◆ Required work:
Search the material for the word "pergola" and copy each line that holds it.

*** Block opens ***

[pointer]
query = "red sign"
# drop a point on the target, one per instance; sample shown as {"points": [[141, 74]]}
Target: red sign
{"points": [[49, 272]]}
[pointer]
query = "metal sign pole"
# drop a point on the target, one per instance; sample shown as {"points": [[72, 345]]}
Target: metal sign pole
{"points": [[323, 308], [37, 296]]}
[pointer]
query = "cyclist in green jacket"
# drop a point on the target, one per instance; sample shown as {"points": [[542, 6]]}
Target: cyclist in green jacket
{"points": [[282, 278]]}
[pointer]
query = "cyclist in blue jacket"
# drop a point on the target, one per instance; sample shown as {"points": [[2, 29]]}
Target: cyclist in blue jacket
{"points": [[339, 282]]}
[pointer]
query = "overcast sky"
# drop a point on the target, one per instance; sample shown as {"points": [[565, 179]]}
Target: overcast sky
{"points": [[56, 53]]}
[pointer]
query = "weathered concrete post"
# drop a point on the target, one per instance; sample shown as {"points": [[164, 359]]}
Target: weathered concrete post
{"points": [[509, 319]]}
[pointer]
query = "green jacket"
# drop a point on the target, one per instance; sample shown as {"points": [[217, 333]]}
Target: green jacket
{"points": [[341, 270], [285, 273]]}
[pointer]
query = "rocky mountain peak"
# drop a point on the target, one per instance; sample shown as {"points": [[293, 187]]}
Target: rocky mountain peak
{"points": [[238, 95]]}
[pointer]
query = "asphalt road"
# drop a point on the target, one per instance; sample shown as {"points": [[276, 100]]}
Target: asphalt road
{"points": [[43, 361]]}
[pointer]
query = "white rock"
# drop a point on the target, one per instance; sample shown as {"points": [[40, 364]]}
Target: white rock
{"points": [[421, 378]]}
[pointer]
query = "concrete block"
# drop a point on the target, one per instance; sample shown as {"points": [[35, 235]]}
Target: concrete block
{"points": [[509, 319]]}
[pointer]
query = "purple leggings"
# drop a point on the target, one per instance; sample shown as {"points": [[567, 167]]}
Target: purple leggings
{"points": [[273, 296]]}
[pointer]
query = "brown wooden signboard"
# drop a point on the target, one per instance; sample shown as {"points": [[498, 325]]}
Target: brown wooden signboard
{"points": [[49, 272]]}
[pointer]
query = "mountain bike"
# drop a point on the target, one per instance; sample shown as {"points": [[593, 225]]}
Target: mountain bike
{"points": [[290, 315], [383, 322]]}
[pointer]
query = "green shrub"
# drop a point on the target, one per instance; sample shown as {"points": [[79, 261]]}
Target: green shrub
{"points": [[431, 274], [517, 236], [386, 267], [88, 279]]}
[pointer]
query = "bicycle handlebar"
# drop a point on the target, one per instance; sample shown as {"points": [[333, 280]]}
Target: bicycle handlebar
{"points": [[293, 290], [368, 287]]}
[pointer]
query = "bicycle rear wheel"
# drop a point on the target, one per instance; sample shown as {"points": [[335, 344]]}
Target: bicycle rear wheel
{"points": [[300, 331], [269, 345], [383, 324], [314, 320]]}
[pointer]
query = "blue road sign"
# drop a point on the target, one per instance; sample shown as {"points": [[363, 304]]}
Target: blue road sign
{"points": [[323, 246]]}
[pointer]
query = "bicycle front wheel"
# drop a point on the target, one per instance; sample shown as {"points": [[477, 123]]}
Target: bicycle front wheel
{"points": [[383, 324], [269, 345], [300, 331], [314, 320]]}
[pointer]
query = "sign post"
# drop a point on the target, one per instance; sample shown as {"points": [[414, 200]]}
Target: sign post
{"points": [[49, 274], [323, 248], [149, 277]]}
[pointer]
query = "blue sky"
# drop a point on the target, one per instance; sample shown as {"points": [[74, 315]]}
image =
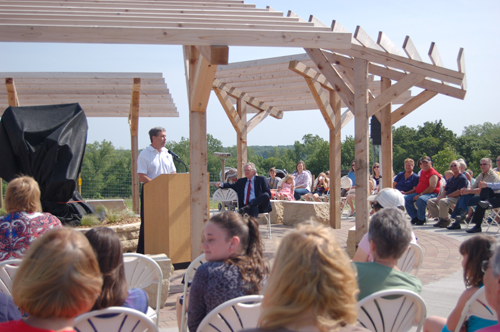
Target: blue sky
{"points": [[450, 24]]}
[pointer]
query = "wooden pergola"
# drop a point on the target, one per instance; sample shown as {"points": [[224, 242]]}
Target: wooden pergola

*** Block closes ***

◆ Solution for this exercise:
query = "wooden pergola"
Target: wooden pergola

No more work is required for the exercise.